What you need to do - Change the page text by writing it out again starting at "One of the men" and ending at "the city safe.", with "investigation" replaced by "inquiry".

━━━ Page text

O’Neill continued to “stand by” the cops, who he said were cracking down on quality-of-life issues.
“They were addressing the conditions we asked them to address,” said O’Neill of officers Bramlin Rosa and Jeffrey Mota, who were responding to complaints that Aaron Grissom and Sydney Williams were smoking on and blocking the steps of a Washington Heights subway station.
“Your newspaper and a few other newspapers point out quality-of-life conditions all the time. So we’re asking cops to do this and from what I see so far, absolutely I stand by them.”
One of the men — both of whom have extensive arrest histories, including for fighting with cops — has been charged, and the officers’ actions are being probed by the department’s Internal Affairs Bureau.
O’Neill said that the investigation is appropriate, but that such run-ins could be part of the cost of keeping the city safe.
“If there’s some issues as we go through with IAB — maybe we’ll require re-training or something more — then so be it,” he said.
“But right now I think it’s to the benefit of all NYPD cops and all New Yorkers that we stand by these two cops because look at who they locked up and look at their history.
“You can’t resist a cop. You can’t punch a cop,” O’Neill said. “You have to respect the police.”
That “fairly constant” lack of respect is one thing, O’Neill said, that cops faced long before he joined up, and will face long after he’s gone.
“There are certain people that don’t like police officers for whatever reason,” he said. “It’s difficult at times when people are hurling vitriol at you. It’s really difficult. But you get good training . . . You have to try to keep your cool.”
Today’s grueling, months-long gauntlet of academy training is one of the biggest changes O’Neill says he’s seen in his 36 years with the department.
“There wasn’t a lot of field training” when O’Neill joined up in 1983, inspired by his cop uncle, Bill Reedy. “We had a couple hours of training and then we were on our own.”
Another crucial change, O’Neill said, is the advent of modern technology, including body cameras, license plate readers and the ShotSpotter gunfire detection system.

━━━━━━
━━━ Extracted information

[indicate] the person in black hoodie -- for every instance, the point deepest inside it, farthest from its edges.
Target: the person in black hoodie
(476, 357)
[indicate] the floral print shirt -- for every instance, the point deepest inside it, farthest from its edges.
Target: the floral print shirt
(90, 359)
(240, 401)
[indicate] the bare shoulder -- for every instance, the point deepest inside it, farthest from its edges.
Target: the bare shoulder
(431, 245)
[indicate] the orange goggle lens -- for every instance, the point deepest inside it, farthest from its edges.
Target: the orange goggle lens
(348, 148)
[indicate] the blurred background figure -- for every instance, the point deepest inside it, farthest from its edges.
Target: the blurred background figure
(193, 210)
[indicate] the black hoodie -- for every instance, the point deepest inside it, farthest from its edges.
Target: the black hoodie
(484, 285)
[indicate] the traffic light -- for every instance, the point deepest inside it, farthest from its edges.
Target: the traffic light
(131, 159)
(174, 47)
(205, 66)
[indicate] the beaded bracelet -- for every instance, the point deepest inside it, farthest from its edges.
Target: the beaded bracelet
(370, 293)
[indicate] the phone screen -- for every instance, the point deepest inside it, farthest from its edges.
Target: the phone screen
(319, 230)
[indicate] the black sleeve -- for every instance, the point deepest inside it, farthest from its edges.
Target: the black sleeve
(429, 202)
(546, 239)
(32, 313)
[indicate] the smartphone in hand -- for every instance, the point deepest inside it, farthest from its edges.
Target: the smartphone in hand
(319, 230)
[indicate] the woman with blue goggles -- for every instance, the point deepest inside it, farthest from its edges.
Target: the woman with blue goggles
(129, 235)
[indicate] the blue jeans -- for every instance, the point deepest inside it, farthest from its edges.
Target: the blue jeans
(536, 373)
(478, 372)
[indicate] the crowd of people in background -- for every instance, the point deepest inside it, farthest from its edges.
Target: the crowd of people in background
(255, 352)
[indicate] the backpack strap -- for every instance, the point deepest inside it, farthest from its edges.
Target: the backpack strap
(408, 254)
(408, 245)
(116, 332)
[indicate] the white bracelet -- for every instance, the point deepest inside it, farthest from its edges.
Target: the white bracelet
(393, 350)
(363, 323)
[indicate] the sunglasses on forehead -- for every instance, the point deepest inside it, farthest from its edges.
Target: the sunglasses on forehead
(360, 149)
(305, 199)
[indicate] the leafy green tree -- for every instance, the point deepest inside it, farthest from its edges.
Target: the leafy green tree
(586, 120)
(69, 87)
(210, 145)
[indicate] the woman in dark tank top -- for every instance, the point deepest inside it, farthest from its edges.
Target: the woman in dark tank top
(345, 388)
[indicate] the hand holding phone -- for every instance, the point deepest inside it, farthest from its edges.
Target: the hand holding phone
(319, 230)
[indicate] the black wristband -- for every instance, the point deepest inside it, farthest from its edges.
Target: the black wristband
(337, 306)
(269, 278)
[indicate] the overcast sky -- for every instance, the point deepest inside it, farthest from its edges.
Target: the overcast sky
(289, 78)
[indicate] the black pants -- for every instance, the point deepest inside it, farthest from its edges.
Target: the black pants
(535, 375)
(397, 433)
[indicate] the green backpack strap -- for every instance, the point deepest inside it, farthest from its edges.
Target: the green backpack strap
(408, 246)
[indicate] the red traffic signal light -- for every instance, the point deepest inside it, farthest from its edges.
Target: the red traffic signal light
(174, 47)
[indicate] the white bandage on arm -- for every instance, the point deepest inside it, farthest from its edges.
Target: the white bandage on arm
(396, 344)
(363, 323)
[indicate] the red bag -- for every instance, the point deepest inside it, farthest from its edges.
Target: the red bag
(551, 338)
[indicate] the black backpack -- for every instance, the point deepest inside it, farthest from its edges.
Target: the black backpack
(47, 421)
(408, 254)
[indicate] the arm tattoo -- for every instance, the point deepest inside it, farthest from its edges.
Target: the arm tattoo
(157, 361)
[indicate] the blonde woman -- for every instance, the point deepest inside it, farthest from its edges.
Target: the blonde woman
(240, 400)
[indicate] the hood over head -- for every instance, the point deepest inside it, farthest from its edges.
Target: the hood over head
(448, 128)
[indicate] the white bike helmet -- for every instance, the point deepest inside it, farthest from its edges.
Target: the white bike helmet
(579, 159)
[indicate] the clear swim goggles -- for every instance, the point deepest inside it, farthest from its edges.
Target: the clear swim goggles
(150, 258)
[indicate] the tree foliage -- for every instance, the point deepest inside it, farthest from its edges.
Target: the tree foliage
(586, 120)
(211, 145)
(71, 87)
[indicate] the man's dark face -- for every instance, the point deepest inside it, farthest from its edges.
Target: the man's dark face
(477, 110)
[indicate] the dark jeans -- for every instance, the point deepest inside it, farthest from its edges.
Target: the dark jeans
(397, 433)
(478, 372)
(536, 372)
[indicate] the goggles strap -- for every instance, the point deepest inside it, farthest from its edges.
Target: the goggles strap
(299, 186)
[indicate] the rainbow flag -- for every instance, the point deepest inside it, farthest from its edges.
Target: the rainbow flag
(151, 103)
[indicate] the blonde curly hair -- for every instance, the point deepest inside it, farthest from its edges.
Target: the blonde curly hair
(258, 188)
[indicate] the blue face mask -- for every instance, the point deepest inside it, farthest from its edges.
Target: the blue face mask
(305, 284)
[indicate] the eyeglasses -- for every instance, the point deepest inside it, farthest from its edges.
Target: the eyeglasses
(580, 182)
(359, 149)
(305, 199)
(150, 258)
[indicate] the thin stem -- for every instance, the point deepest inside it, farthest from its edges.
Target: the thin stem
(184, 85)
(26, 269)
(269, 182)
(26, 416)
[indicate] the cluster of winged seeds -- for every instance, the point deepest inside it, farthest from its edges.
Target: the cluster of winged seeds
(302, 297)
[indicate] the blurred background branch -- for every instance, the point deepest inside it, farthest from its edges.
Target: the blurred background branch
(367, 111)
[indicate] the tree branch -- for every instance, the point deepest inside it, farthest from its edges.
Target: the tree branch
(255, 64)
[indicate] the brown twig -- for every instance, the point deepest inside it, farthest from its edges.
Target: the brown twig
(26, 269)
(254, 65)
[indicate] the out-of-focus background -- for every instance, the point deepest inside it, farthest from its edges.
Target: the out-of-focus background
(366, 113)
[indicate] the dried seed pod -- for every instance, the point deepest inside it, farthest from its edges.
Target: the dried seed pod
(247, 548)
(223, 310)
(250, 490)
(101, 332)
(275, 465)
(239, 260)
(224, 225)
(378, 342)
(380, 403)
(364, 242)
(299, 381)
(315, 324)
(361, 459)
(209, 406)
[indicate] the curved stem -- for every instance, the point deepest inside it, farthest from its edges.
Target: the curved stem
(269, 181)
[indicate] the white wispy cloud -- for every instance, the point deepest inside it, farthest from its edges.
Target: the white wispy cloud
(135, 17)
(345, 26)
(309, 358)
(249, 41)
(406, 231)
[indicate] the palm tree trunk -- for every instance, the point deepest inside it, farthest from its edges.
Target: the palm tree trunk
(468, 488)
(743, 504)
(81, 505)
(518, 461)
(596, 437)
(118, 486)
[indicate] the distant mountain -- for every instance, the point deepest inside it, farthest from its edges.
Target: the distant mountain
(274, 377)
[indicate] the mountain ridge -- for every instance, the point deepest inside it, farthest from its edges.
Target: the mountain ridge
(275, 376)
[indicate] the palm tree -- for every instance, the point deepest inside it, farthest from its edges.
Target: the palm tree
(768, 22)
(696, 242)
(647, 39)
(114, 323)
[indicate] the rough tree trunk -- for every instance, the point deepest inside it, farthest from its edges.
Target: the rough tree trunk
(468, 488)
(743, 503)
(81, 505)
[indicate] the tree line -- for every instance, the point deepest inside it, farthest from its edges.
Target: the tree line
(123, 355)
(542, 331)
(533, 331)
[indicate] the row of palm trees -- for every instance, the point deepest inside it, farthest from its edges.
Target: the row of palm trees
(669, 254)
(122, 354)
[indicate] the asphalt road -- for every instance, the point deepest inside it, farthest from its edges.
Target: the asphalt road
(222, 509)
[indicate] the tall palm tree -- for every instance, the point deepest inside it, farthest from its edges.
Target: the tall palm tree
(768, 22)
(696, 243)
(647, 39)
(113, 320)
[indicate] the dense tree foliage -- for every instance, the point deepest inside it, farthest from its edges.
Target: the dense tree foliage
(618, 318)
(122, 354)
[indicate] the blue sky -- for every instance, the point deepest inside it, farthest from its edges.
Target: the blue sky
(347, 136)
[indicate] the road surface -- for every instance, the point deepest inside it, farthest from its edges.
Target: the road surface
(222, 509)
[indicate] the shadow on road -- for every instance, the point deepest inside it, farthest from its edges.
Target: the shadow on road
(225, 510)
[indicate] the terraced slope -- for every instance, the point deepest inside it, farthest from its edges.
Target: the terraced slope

━━━━━━

Output of the exercise -
One of the men — both of whom have extensive arrest histories, including for fighting with cops — has been charged, and the officers’ actions are being probed by the department’s Internal Affairs Bureau.
O’Neill said that the inquiry is appropriate, but that such run-ins could be part of the cost of keeping the city safe.